■ DATASET EXCERPTS ■
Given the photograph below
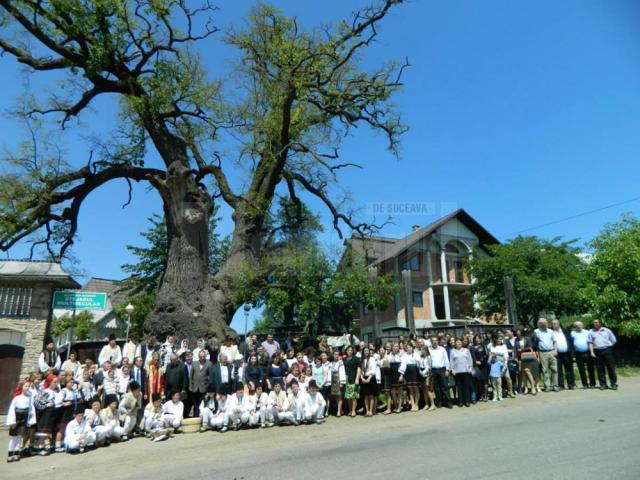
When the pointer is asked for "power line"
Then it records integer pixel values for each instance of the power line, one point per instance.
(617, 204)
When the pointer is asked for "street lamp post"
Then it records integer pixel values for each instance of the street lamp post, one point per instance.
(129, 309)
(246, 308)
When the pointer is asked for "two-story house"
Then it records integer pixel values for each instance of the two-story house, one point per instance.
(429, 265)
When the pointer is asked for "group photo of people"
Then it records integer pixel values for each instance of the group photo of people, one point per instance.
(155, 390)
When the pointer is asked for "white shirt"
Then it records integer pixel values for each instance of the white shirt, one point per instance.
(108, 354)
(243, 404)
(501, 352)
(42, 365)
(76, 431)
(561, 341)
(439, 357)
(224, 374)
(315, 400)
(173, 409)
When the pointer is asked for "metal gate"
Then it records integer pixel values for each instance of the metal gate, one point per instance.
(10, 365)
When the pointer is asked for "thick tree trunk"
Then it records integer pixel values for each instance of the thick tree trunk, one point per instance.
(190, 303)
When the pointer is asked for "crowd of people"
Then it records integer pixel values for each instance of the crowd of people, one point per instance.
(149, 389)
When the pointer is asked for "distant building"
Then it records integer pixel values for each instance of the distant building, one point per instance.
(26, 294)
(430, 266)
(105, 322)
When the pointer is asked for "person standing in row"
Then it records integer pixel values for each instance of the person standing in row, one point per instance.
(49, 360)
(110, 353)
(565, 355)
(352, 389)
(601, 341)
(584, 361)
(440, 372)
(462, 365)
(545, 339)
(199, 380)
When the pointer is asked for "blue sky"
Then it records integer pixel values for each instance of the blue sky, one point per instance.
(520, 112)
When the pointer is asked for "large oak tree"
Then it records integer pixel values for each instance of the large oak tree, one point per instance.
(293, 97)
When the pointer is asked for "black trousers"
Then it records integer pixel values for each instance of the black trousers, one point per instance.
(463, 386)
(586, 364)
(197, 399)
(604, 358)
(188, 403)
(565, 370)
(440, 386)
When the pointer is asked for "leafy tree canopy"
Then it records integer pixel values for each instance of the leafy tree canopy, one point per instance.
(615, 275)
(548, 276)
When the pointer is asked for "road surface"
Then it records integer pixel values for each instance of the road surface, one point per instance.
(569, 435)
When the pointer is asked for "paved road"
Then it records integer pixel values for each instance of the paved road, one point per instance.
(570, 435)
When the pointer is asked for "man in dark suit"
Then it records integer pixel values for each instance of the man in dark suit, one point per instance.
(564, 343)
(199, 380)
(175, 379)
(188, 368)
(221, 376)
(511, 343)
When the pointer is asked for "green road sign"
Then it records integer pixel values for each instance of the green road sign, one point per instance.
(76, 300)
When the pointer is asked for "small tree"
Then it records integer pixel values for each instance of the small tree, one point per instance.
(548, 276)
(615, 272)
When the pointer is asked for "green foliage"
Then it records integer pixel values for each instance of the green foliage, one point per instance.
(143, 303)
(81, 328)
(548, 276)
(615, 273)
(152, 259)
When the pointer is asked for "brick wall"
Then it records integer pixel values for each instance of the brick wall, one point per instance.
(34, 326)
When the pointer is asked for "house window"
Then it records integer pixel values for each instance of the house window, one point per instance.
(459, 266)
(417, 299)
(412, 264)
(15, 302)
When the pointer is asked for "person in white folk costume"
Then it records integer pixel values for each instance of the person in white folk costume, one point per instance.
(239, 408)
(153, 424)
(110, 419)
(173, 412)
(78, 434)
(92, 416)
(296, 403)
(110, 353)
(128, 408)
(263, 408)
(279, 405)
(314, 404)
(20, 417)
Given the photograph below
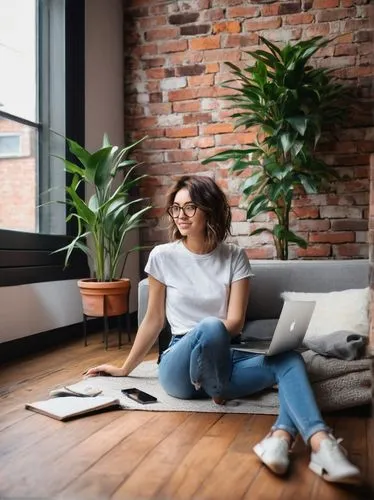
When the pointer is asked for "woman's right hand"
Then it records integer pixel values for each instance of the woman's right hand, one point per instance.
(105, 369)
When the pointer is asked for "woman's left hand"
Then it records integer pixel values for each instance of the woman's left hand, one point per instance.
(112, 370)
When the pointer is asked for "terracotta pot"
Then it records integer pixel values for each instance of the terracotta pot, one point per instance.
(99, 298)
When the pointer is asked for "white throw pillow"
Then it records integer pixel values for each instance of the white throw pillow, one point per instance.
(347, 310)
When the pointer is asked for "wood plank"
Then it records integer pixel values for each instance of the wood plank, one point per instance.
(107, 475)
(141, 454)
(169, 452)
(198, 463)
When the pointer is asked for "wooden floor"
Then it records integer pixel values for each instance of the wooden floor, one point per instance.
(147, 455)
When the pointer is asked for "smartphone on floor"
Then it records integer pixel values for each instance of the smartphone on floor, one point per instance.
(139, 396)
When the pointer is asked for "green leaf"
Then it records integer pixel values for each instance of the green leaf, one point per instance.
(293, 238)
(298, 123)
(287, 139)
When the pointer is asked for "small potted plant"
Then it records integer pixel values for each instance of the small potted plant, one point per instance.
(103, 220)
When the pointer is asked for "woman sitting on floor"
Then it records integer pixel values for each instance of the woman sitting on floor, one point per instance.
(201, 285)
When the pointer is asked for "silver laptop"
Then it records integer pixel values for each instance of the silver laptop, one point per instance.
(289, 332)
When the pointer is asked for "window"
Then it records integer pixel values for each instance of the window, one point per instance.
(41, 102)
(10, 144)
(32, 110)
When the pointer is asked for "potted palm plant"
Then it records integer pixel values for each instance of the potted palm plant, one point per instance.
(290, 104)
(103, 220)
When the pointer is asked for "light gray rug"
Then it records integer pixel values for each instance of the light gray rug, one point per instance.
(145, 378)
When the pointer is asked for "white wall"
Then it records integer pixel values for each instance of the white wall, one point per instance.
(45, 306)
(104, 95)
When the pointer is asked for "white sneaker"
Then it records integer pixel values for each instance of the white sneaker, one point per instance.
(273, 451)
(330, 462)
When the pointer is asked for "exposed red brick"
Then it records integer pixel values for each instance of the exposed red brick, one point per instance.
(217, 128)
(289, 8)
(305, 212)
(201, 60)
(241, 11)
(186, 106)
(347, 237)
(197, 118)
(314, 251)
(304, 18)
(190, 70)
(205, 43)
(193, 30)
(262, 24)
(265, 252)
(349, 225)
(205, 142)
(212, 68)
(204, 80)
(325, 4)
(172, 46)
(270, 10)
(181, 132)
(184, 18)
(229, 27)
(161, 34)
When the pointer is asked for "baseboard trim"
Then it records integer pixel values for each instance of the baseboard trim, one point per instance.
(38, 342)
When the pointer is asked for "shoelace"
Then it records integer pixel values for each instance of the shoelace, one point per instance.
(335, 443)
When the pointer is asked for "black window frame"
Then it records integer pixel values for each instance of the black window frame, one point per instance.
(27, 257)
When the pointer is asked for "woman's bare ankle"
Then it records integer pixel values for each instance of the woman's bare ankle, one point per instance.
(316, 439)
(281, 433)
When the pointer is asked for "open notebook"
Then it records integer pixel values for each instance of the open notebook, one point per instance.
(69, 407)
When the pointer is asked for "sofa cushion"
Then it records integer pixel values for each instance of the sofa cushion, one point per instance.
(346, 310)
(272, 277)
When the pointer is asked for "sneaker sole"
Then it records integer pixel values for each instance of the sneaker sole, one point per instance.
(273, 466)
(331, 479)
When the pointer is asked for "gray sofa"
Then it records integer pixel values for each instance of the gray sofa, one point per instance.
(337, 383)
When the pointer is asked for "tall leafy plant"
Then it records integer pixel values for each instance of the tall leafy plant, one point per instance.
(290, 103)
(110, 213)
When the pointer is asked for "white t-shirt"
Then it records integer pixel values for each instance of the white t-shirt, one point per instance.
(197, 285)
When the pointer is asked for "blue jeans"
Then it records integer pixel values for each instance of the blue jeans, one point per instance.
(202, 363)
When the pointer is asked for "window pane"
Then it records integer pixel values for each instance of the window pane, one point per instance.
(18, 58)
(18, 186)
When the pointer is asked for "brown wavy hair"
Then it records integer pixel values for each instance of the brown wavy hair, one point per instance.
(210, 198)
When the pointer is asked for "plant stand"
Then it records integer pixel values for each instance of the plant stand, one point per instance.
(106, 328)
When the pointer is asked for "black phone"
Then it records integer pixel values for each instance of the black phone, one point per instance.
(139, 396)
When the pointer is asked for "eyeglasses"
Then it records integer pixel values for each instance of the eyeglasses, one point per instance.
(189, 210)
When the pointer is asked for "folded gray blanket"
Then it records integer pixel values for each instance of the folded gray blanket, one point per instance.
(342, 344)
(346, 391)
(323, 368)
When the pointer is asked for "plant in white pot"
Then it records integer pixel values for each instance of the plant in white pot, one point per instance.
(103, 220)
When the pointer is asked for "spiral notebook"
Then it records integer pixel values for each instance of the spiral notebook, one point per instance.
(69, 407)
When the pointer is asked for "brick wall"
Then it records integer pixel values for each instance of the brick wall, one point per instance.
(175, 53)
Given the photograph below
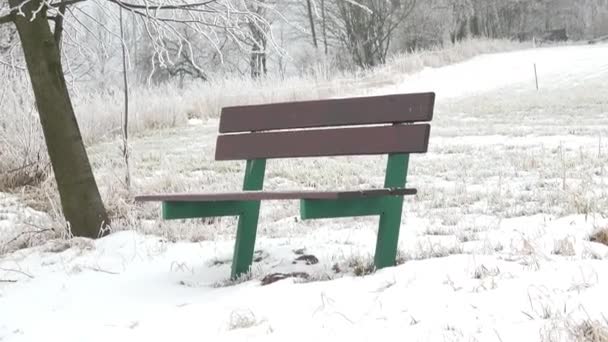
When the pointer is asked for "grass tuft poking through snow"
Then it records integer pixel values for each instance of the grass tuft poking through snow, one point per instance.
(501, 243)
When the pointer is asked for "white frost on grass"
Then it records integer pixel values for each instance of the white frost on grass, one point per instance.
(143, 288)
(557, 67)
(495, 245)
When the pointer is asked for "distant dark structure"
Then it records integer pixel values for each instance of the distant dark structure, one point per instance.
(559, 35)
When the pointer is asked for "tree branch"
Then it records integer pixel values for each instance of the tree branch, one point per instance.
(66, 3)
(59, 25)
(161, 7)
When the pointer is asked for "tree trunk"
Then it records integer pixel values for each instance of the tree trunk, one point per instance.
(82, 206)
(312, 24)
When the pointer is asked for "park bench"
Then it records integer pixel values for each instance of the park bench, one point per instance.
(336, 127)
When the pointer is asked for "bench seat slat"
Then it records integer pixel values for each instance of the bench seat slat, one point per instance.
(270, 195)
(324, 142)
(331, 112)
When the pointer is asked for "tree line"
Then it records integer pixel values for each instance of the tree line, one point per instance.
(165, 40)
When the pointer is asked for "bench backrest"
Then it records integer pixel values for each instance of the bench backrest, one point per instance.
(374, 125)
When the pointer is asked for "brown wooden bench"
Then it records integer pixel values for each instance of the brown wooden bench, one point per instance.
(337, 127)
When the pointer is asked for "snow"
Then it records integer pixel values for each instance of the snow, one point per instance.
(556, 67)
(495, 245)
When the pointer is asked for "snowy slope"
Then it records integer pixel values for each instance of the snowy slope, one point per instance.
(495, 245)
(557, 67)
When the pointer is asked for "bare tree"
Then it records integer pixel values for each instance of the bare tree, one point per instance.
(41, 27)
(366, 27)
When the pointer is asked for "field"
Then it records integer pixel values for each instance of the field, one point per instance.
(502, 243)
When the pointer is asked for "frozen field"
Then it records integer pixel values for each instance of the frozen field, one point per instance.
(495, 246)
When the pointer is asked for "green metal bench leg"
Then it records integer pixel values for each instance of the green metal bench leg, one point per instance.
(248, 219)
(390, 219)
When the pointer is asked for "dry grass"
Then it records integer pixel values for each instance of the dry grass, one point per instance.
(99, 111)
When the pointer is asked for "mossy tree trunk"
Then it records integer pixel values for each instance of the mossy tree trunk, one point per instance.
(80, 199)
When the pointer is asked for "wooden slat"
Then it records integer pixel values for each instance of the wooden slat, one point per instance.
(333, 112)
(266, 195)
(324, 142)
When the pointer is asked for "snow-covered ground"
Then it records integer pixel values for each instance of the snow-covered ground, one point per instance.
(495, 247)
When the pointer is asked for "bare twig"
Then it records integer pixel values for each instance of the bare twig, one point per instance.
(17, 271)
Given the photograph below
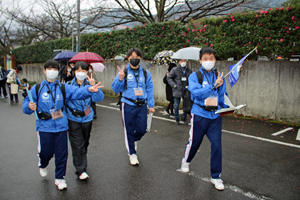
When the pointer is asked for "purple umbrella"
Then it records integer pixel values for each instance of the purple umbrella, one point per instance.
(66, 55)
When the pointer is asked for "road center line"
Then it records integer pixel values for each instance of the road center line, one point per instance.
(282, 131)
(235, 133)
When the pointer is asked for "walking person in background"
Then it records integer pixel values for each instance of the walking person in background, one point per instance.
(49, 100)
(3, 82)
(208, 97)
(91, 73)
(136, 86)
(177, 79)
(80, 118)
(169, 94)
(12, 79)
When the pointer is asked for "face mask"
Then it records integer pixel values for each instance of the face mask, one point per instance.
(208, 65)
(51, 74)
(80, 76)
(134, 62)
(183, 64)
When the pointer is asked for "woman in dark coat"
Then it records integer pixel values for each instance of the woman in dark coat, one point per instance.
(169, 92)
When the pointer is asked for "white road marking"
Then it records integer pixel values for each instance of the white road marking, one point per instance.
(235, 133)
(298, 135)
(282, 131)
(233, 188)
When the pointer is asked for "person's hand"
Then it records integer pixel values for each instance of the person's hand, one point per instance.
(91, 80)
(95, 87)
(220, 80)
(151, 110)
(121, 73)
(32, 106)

■ WHAT IS REQUIRED ■
Return each line of the data above that contains the word "through".

■ WRITTEN SOLUTION ■
When the pointer is asked for "grass tuft poking through snow"
Then it records integer pixel values for each instance of the grass tuft poking through snow, one point per instance.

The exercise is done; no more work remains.